Beginning with the line containing "the white-green bud." and ending at the last line of the records, transcribe each line exactly. Do not include pictures.

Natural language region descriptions

__________________________________________________

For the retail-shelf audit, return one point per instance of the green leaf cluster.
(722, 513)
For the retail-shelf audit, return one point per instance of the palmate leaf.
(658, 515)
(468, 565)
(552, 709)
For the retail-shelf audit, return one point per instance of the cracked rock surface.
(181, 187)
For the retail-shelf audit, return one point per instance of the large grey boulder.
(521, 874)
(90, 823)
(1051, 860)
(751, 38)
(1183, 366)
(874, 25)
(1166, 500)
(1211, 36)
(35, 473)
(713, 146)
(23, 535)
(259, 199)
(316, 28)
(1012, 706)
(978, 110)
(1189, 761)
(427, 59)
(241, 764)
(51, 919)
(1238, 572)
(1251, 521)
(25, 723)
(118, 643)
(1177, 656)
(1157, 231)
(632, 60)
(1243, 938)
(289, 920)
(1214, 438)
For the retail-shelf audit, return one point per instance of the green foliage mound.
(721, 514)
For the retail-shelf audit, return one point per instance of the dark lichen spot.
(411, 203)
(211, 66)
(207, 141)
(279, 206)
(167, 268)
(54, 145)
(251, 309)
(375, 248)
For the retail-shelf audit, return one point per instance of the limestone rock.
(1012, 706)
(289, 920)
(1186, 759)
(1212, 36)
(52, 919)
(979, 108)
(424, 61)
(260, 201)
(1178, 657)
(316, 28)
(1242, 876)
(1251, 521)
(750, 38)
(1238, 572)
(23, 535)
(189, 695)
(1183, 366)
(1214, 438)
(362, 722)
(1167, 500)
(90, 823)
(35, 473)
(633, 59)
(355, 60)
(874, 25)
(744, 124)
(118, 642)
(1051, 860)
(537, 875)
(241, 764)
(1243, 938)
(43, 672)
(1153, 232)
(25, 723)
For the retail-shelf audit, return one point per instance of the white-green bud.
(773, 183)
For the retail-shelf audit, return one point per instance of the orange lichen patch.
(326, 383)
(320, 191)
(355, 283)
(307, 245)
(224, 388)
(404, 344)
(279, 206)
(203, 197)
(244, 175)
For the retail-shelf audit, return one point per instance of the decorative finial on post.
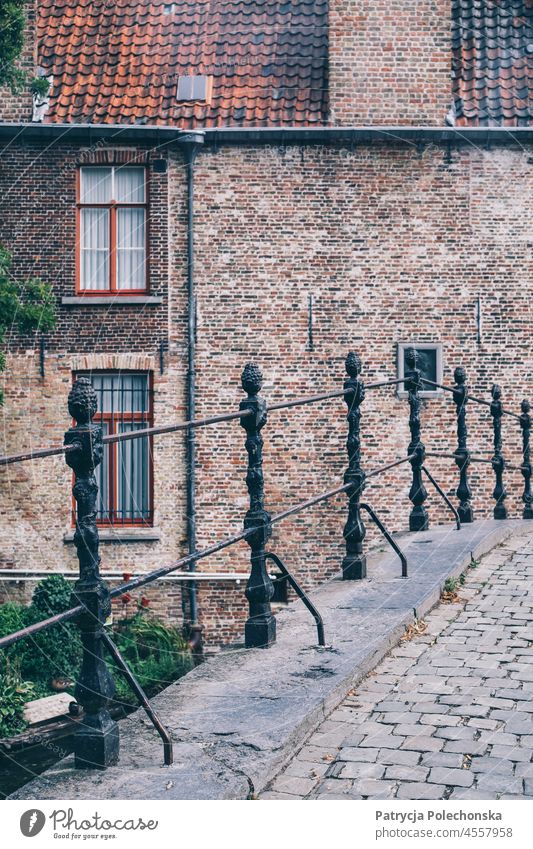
(525, 424)
(462, 454)
(260, 628)
(418, 519)
(498, 462)
(96, 741)
(354, 563)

__________________________________________________

Result below
For the retail-shelf audit, return one point per instance of the white-green bud.
(773, 183)
For the retail-shelf audit, return one point per instance of the orange lichen patch.
(326, 383)
(320, 191)
(355, 283)
(307, 245)
(224, 388)
(404, 344)
(279, 206)
(203, 197)
(244, 175)
For the retail-shelf audit, return one point per instance of the decorative finial on post.
(525, 424)
(462, 454)
(260, 628)
(418, 519)
(498, 462)
(96, 741)
(354, 563)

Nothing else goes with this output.